** INPUT FOR THIS TASK follows **

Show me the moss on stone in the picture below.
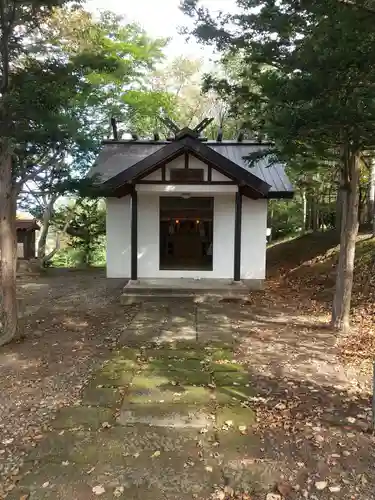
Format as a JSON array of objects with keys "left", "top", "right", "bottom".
[
  {"left": 81, "top": 386, "right": 122, "bottom": 407},
  {"left": 90, "top": 370, "right": 135, "bottom": 388},
  {"left": 125, "top": 383, "right": 215, "bottom": 406},
  {"left": 146, "top": 357, "right": 205, "bottom": 372},
  {"left": 205, "top": 347, "right": 234, "bottom": 361},
  {"left": 115, "top": 347, "right": 141, "bottom": 360},
  {"left": 118, "top": 402, "right": 215, "bottom": 428},
  {"left": 213, "top": 371, "right": 249, "bottom": 386},
  {"left": 211, "top": 386, "right": 254, "bottom": 404},
  {"left": 103, "top": 357, "right": 139, "bottom": 373},
  {"left": 135, "top": 368, "right": 211, "bottom": 387},
  {"left": 145, "top": 348, "right": 206, "bottom": 360},
  {"left": 216, "top": 405, "right": 255, "bottom": 427},
  {"left": 208, "top": 361, "right": 242, "bottom": 372},
  {"left": 52, "top": 407, "right": 114, "bottom": 430}
]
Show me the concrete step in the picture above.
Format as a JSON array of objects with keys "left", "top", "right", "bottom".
[
  {"left": 120, "top": 279, "right": 252, "bottom": 304},
  {"left": 121, "top": 293, "right": 248, "bottom": 305}
]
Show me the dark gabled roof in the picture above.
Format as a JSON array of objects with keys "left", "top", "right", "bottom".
[
  {"left": 16, "top": 219, "right": 40, "bottom": 231},
  {"left": 209, "top": 144, "right": 294, "bottom": 198},
  {"left": 102, "top": 135, "right": 270, "bottom": 199},
  {"left": 88, "top": 130, "right": 294, "bottom": 199}
]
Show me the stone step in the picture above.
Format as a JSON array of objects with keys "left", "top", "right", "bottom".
[
  {"left": 118, "top": 404, "right": 215, "bottom": 429},
  {"left": 121, "top": 289, "right": 249, "bottom": 305}
]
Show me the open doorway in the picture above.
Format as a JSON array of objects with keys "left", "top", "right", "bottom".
[{"left": 159, "top": 197, "right": 213, "bottom": 271}]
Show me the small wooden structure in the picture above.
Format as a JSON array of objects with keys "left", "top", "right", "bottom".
[
  {"left": 16, "top": 219, "right": 39, "bottom": 259},
  {"left": 89, "top": 119, "right": 294, "bottom": 285}
]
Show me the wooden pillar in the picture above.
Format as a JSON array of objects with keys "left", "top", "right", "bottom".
[
  {"left": 234, "top": 191, "right": 242, "bottom": 282},
  {"left": 30, "top": 230, "right": 36, "bottom": 258},
  {"left": 131, "top": 189, "right": 138, "bottom": 280}
]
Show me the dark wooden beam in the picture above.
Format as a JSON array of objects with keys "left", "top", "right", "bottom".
[
  {"left": 137, "top": 180, "right": 235, "bottom": 185},
  {"left": 131, "top": 189, "right": 138, "bottom": 281},
  {"left": 234, "top": 191, "right": 242, "bottom": 282},
  {"left": 207, "top": 165, "right": 212, "bottom": 183},
  {"left": 184, "top": 152, "right": 189, "bottom": 169},
  {"left": 113, "top": 184, "right": 133, "bottom": 198},
  {"left": 161, "top": 164, "right": 166, "bottom": 181},
  {"left": 110, "top": 117, "right": 118, "bottom": 140}
]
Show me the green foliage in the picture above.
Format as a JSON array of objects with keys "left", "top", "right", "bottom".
[
  {"left": 11, "top": 7, "right": 169, "bottom": 183},
  {"left": 181, "top": 0, "right": 375, "bottom": 158},
  {"left": 151, "top": 56, "right": 238, "bottom": 137},
  {"left": 269, "top": 200, "right": 303, "bottom": 239},
  {"left": 14, "top": 6, "right": 177, "bottom": 251},
  {"left": 181, "top": 0, "right": 375, "bottom": 245},
  {"left": 53, "top": 199, "right": 106, "bottom": 267},
  {"left": 52, "top": 236, "right": 106, "bottom": 268}
]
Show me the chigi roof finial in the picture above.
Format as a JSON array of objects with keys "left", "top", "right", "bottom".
[{"left": 158, "top": 112, "right": 214, "bottom": 141}]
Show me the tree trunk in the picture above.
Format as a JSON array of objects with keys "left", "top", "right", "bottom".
[
  {"left": 43, "top": 203, "right": 78, "bottom": 264},
  {"left": 311, "top": 197, "right": 319, "bottom": 231},
  {"left": 37, "top": 195, "right": 58, "bottom": 261},
  {"left": 306, "top": 195, "right": 312, "bottom": 231},
  {"left": 369, "top": 157, "right": 375, "bottom": 236},
  {"left": 358, "top": 185, "right": 366, "bottom": 224},
  {"left": 331, "top": 149, "right": 360, "bottom": 332},
  {"left": 302, "top": 189, "right": 307, "bottom": 233},
  {"left": 0, "top": 148, "right": 18, "bottom": 346},
  {"left": 335, "top": 186, "right": 343, "bottom": 233}
]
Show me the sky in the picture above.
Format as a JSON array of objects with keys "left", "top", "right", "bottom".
[{"left": 86, "top": 0, "right": 235, "bottom": 61}]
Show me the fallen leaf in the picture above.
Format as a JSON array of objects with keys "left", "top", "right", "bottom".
[
  {"left": 205, "top": 465, "right": 213, "bottom": 472},
  {"left": 315, "top": 481, "right": 327, "bottom": 490},
  {"left": 266, "top": 493, "right": 281, "bottom": 500},
  {"left": 238, "top": 425, "right": 247, "bottom": 434},
  {"left": 42, "top": 482, "right": 49, "bottom": 488},
  {"left": 151, "top": 450, "right": 161, "bottom": 458},
  {"left": 113, "top": 485, "right": 125, "bottom": 497},
  {"left": 211, "top": 489, "right": 225, "bottom": 500},
  {"left": 329, "top": 485, "right": 341, "bottom": 493},
  {"left": 224, "top": 485, "right": 234, "bottom": 496},
  {"left": 92, "top": 485, "right": 105, "bottom": 496}
]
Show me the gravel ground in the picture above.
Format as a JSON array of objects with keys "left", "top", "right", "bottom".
[
  {"left": 0, "top": 270, "right": 136, "bottom": 499},
  {"left": 0, "top": 269, "right": 374, "bottom": 499}
]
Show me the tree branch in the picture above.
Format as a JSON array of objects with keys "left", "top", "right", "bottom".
[{"left": 15, "top": 151, "right": 64, "bottom": 190}]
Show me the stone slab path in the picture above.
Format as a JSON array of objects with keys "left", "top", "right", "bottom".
[{"left": 8, "top": 300, "right": 276, "bottom": 500}]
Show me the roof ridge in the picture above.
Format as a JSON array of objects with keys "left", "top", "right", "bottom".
[{"left": 102, "top": 140, "right": 274, "bottom": 147}]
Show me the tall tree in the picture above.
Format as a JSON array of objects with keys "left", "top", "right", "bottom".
[
  {"left": 0, "top": 0, "right": 73, "bottom": 345},
  {"left": 181, "top": 0, "right": 375, "bottom": 331},
  {"left": 53, "top": 199, "right": 106, "bottom": 267},
  {"left": 369, "top": 158, "right": 375, "bottom": 236},
  {"left": 0, "top": 4, "right": 168, "bottom": 345},
  {"left": 152, "top": 56, "right": 238, "bottom": 137},
  {"left": 18, "top": 8, "right": 169, "bottom": 265}
]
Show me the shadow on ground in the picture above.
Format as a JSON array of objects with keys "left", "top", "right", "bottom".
[{"left": 6, "top": 294, "right": 374, "bottom": 500}]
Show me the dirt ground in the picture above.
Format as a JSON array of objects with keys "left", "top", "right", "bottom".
[
  {"left": 0, "top": 268, "right": 374, "bottom": 499},
  {"left": 0, "top": 270, "right": 136, "bottom": 498}
]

** End of INPUT FOR THIS TASK **

TASK PROMPT ->
Lines containing the word "tree" in the entries above should be counted, and only that number given.

THE COMPLETED TASK ->
3